**Passage to read**
_ _ _

Tokenised deposits move closer to mainstream banking infrastructure

Tokenised deposits move closer to mainstream banking infrastructure
By Varshika Prajapati

Singapore banks are piloting tokenised deposits to enhance settlement efficiency, interoperability and operational resilience, integrating digital deposit representations with existing regulated banking systems.

Singapore-based banks are integrating tokenised deposits into mainstream banking by exploring how digital representations of commercial bank money can function alongside existing payment systems.

Unlike cryptocurrencies or stablecoins, tokenised deposits are backed by licensed banks and operate under established banking regulations. Development efforts prioritise settlement efficiency, interoperability and controlled infrastructure experimentation rather than digital asset speculation.

Financial institutions are conducting structured trials to determine whether wholesale markets can accelerate settlement cycles and reduce reconciliation friction. These initiatives focus primarily on operational enhancement rather than consumer-facing innovation. Tokenised deposits digitise existing bank liabilities within programmable environments, creating regulated and programmable claims on deposits.

Banks prioritise operational efficiency

Banks are investigating tokenised deposits to achieve near real-time settlement finality in wholesale transactions, improve cross-border liquidity management and support digital trading platforms.

Traditional correspondent banking structures often slow transactions through multiple intermediaries and reconciliation layers. Tokenised deposits operating on permissioned distributed ledger networks can simplify settlement flows and reduce operational friction.

_ _ _

[Recorded data]
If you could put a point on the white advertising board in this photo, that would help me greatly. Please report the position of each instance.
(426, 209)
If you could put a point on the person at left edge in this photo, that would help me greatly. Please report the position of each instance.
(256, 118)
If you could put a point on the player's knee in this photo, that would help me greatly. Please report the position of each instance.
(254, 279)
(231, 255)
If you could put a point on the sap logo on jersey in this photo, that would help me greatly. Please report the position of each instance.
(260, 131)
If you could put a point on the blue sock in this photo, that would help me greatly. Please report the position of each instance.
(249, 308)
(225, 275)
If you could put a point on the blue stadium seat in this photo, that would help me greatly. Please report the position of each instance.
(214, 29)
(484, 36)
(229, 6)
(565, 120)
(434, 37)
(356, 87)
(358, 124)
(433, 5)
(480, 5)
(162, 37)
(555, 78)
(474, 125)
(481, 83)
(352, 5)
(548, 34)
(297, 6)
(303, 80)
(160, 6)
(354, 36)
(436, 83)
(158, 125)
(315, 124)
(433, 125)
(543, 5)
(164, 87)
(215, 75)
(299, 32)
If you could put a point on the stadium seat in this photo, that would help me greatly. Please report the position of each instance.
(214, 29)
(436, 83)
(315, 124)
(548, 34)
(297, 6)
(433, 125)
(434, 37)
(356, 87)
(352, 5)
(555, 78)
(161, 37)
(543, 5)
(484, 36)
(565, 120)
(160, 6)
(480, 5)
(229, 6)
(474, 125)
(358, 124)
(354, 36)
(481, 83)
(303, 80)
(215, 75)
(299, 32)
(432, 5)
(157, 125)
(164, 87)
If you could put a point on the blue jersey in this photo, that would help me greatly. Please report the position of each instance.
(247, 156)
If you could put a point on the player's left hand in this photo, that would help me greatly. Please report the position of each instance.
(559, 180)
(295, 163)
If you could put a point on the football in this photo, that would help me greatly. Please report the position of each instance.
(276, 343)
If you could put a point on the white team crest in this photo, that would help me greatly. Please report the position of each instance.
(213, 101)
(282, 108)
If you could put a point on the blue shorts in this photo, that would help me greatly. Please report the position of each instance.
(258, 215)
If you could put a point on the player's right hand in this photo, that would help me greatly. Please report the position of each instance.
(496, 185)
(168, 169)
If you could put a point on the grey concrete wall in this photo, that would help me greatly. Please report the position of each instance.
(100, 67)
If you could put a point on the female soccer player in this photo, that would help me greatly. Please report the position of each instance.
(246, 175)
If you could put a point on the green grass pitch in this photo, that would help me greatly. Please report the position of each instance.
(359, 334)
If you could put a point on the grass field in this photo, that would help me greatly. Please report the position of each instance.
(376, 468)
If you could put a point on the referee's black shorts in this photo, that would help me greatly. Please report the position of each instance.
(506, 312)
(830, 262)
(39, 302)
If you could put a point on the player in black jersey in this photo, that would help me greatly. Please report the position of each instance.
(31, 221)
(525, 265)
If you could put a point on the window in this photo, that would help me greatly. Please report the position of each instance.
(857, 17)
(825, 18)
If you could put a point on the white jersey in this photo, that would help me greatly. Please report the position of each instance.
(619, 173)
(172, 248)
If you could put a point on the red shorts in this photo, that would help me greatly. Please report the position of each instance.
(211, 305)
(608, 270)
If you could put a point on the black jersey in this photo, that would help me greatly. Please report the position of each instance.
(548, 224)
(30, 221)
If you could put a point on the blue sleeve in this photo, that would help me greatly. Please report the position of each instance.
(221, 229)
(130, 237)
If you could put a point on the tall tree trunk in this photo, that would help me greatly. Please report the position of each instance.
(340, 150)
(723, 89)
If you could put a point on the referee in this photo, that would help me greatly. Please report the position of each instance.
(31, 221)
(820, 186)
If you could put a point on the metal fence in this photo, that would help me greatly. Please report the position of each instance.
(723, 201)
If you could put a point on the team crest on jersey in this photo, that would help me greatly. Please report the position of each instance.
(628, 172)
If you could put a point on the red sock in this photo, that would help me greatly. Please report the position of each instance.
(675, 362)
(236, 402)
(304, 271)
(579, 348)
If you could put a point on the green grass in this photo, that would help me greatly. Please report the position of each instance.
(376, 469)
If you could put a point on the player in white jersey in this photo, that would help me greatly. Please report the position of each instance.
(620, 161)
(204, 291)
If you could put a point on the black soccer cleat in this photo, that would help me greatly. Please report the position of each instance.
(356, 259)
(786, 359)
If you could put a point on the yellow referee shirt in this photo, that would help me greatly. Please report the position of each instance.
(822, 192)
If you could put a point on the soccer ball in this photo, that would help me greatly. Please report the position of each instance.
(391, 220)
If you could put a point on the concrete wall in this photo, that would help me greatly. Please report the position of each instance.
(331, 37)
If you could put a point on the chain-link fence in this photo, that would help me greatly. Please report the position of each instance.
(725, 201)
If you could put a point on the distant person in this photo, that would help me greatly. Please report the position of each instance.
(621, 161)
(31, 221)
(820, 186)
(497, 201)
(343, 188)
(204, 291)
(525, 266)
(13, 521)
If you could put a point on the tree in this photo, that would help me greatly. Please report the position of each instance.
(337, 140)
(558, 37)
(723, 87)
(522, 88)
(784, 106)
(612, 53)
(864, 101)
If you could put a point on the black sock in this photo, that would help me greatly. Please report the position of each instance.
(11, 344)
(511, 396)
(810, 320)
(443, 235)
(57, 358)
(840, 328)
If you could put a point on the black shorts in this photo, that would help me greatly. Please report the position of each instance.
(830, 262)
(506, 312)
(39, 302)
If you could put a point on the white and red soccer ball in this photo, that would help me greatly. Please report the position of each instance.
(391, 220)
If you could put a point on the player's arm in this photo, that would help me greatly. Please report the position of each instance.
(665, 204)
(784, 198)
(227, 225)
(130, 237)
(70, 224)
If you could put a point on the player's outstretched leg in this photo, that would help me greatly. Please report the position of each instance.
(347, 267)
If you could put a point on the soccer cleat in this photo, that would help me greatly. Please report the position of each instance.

_ _ _

**What to do**
1. Print the part of the article on tokenized deposits starting at "Singapore-based banks are" and ending at "existing payment systems.".
2. Using the article on tokenized deposits, answer yes or no to each statement below, quoting the words that decide it. (a) Tokenized deposits are backed by licensed banks. (b) The trials are mainly about consumer-facing innovation. (c) Development efforts put digital asset speculation first.

**Results for the exercise**
1.
Singapore-based banks are integrating tokenised deposits into mainstream banking by exploring how digital representations of commercial bank money can function alongside existing payment systems.

2.
(a) Yes: "tokenised deposits are backed by licensed banks and operate under established banking regulations"
(b) No: "These initiatives focus primarily on operational enhancement rather than consumer-facing innovation."
(c) No: "Development efforts prioritise settlement efficiency, interoperability and controlled infrastructure experimentation rather than digital asset speculation."